| DIRECTIONS FOR THIS TASK |
Write out all of the data exactly as it appears.

| SUPPLIED INFORMATION |
******************************
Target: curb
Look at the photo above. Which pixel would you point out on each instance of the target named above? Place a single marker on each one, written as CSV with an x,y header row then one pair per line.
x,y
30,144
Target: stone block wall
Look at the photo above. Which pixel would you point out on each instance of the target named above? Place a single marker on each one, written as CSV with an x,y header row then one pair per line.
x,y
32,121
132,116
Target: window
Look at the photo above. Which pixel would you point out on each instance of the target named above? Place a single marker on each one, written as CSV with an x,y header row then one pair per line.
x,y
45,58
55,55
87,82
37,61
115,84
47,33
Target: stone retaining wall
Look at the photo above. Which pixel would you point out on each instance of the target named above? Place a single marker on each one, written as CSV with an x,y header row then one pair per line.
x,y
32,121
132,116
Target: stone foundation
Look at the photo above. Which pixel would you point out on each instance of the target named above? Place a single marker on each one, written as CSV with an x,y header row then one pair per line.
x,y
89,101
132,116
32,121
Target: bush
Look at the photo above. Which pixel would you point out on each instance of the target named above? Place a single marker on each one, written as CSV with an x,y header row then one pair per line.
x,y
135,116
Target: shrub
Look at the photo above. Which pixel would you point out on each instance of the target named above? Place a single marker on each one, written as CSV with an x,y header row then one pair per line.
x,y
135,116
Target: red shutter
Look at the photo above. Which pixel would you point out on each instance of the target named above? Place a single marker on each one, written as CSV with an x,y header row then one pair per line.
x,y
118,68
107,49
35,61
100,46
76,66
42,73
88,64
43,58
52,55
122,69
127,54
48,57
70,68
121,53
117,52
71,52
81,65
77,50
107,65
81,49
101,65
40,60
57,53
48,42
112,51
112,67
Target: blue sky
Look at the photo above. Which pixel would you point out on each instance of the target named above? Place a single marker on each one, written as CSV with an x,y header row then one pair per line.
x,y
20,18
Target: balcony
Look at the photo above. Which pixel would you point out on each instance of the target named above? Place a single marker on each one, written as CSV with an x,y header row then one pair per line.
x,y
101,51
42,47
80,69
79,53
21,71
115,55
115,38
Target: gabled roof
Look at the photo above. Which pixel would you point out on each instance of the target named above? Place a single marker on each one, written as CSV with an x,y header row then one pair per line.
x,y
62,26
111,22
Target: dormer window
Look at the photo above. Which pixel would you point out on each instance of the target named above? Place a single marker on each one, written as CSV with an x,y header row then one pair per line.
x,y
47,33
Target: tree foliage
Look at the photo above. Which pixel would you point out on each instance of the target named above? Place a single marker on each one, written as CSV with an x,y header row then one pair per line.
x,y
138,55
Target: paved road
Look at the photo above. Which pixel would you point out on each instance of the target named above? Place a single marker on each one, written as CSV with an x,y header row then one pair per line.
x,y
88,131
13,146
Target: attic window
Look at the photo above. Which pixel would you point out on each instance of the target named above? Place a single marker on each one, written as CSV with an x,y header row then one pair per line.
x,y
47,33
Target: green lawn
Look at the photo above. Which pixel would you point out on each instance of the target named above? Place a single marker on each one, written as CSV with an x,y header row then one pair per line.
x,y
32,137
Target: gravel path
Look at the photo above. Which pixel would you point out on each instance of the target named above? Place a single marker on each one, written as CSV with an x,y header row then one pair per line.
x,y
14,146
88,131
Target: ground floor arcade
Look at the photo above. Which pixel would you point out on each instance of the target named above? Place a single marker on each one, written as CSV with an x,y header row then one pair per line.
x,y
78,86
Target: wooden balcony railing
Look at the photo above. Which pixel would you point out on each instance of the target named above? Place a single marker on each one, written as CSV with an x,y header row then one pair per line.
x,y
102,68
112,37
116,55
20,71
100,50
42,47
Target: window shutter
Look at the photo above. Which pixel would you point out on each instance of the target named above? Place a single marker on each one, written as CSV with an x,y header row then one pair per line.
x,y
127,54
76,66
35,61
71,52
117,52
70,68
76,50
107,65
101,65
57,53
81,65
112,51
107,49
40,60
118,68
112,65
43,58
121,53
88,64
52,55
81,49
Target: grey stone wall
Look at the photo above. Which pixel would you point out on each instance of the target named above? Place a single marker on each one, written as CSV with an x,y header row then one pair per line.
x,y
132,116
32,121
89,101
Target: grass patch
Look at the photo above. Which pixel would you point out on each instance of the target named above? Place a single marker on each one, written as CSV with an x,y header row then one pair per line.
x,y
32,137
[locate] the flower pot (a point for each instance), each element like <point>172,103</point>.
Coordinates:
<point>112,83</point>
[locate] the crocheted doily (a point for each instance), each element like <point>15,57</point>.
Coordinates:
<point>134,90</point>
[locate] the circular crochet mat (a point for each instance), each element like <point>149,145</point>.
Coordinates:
******************************
| FULL RESPONSE |
Target: curb
Look at the photo above. Which pixel would you point out on each instance of the target named above? Place a single marker on each one, written as CSV with an x,y header row then one pair per line.
x,y
30,144
Target: stone block wall
Look at the photo above. Which pixel would you point out on each instance of the target named above? Place a single marker on each one, written as CSV with an x,y header row then one pair per line.
x,y
32,121
132,116
Target: window
Look at the photo above. Which pixel would you point out on each instance of the target named above? Place a single marker on each one, written as CSV with an x,y header row then one pair per line.
x,y
45,58
55,55
87,82
37,61
115,84
47,33
Target: stone retaining wall
Look at the photo above. Which pixel would you point out on each instance of the target named above? Place a single marker on each one, written as CSV with an x,y header row then one pair per line.
x,y
32,121
132,116
Target: stone foundation
Look at the photo above. Which pixel would you point out on each instance of the target named above? Place a single marker on each one, written as CSV with an x,y header row then one pair per line.
x,y
89,101
132,116
32,121
Target: bush
Look at the photo above. Which pixel would you point out on each instance of the target named above? Place a single marker on each one, written as CSV with an x,y header row then one pair per line.
x,y
135,116
Target: shrub
Look at the photo above. Which pixel would you point out on each instance of the target named above? Place a single marker on each one, written as CSV with an x,y header row then one pair per line.
x,y
135,116
Target: red shutter
Look at the photo above. Which pixel would you point out on each instance of the target named above? Place a single marker on each one, written as CSV with an x,y header row then one pair per line.
x,y
118,68
107,49
35,61
100,46
76,66
42,73
88,64
43,58
52,55
122,69
127,54
48,57
70,68
121,53
117,52
71,52
81,65
77,50
107,65
81,49
101,65
40,60
57,53
48,42
112,51
112,67
Target: blue sky
Look at the photo above. Which pixel would you point out on each instance of the target named above? Place a single marker on each one, written as CSV with an x,y header row then one pair per line.
x,y
20,18
Target: balcony
Look at the photo above. Which pixel would you point out on each instance of the target named above? Place a single marker on each one, written as CSV with an x,y header row then one pair per line.
x,y
101,51
42,47
80,69
79,53
21,71
115,55
115,38
Target: gabled roof
Look at the photo above. Which pixel would you point out on each instance of the target named above? Place a single marker on each one, written as CSV with an x,y header row then one pair per line.
x,y
62,26
111,22
Target: dormer window
Look at the photo above. Which pixel would you point out on each instance of the target named above? Place a single marker on each one, written as CSV with an x,y header row then one pair per line.
x,y
47,33
Target: tree foliage
Look at the photo above. Which pixel would you point out on each instance of the target named above? Place a single marker on each one, written as CSV with an x,y header row then one pair per line.
x,y
138,55
Target: paved road
Look at the photo above. Which pixel would you point out on each instance of the target named above? Place a single marker on each one, written as CSV with an x,y header row then one pair per line.
x,y
88,131
13,146
Target: attic window
Look at the photo above. Which pixel would you point out on each instance of the target named above? Place a single marker on each one, written as CSV with an x,y header row then one pair per line.
x,y
47,33
Target: green lawn
Look at the photo above. Which pixel would you point out on each instance of the target named above? Place a single marker on each one, written as CSV with an x,y header row then one pair per line.
x,y
32,137
Target: gravel path
Look at the photo above. Which pixel would you point out on each instance of the target named above? Place a single marker on each one, written as CSV with an x,y header row then one pair per line.
x,y
14,146
88,131
Target: ground floor arcade
Look at the photo above. Which pixel would you point out on each instance of the target named above? Place a single marker on each one, written as CSV with an x,y header row then one pair per line.
x,y
78,86
Target: wooden balcony railing
Look at the photo above. Which pixel would you point out on each instance of the target named above? Place a single marker on each one, written as CSV with an x,y header row then one pair per line.
x,y
102,68
112,37
116,55
20,71
100,50
42,47
Target: window shutter
Look at the photo above. Which pixel would you point out on each instance of the target named above? Place a single marker on each one, written as CSV with an x,y header row then one pair per line.
x,y
127,54
76,66
35,61
71,52
117,52
70,68
76,50
107,65
101,65
57,53
81,65
112,51
107,49
40,60
118,68
112,65
43,58
121,53
88,64
52,55
81,49
Target: grey stone wall
Look at the photo above. Which pixel would you point out on each instance of the target named above? Place a single marker on each one, written as CSV with an x,y header row then one pair per line.
x,y
132,116
32,121
89,101
Target: grass patch
Look at the photo above. Which pixel would you point out on each instance of the target named above? Place a single marker on each one, written as CSV with an x,y header row then one pair per line.
x,y
32,137
[locate] the flower pot (a point for each instance), each element like <point>172,103</point>.
Coordinates:
<point>112,83</point>
[locate] the crocheted doily (a point for each instance), each element like <point>15,57</point>.
Coordinates:
<point>134,90</point>
[locate] the circular crochet mat (a point for each instance), each element like <point>149,145</point>.
Coordinates:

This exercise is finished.